▶ [Dataset items]
::::
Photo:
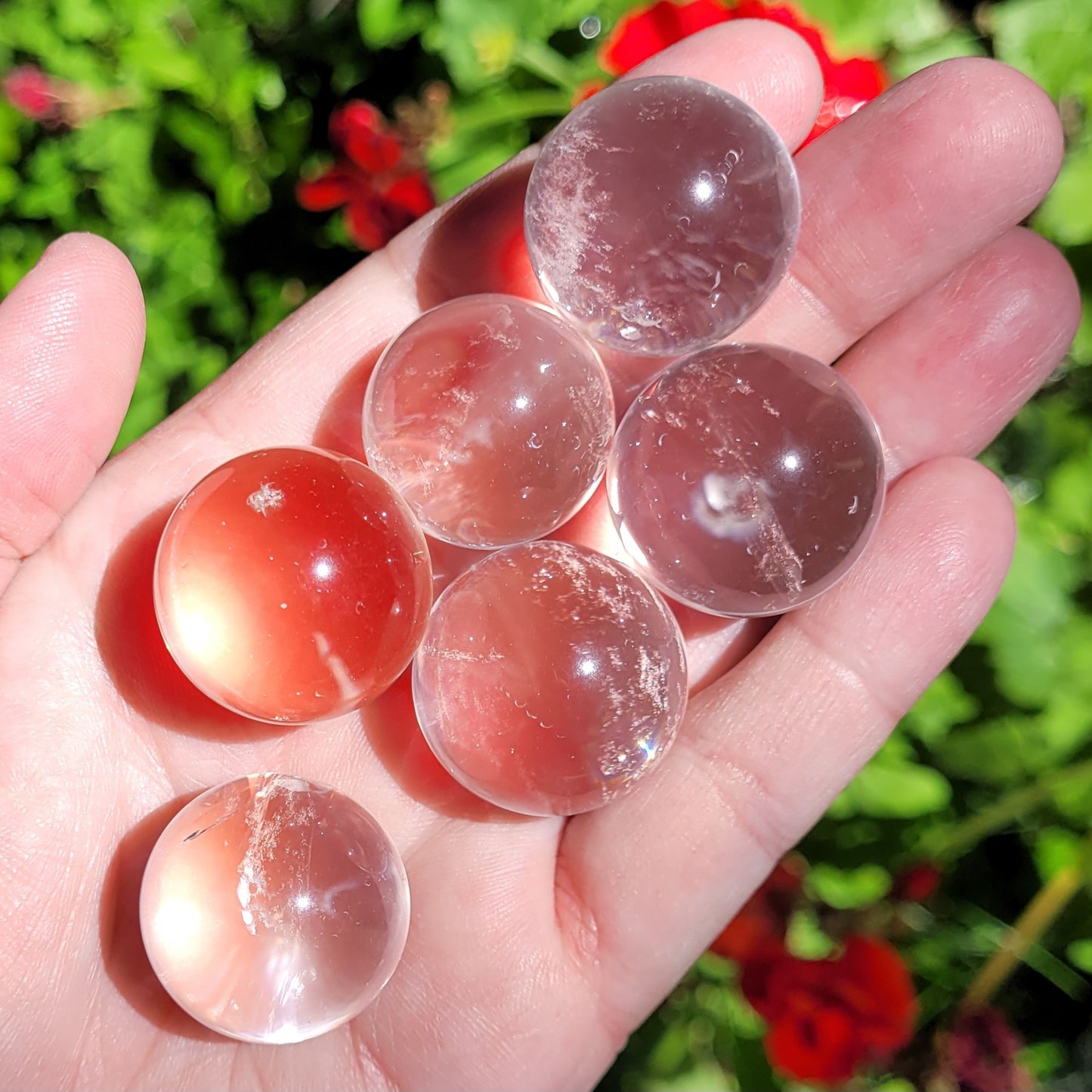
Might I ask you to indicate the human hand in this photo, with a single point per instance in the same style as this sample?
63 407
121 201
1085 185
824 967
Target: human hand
535 945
::::
▶ [GIVEN EXERCISE] Copy every line of the material above verbatim, but omit the pictures.

▶ [THE REPLY]
Photo:
Might I ask you to indicate the human hand in this photo, with a single point per instance in the same style as this sample?
63 407
121 201
1085 185
824 967
Target: human hand
535 945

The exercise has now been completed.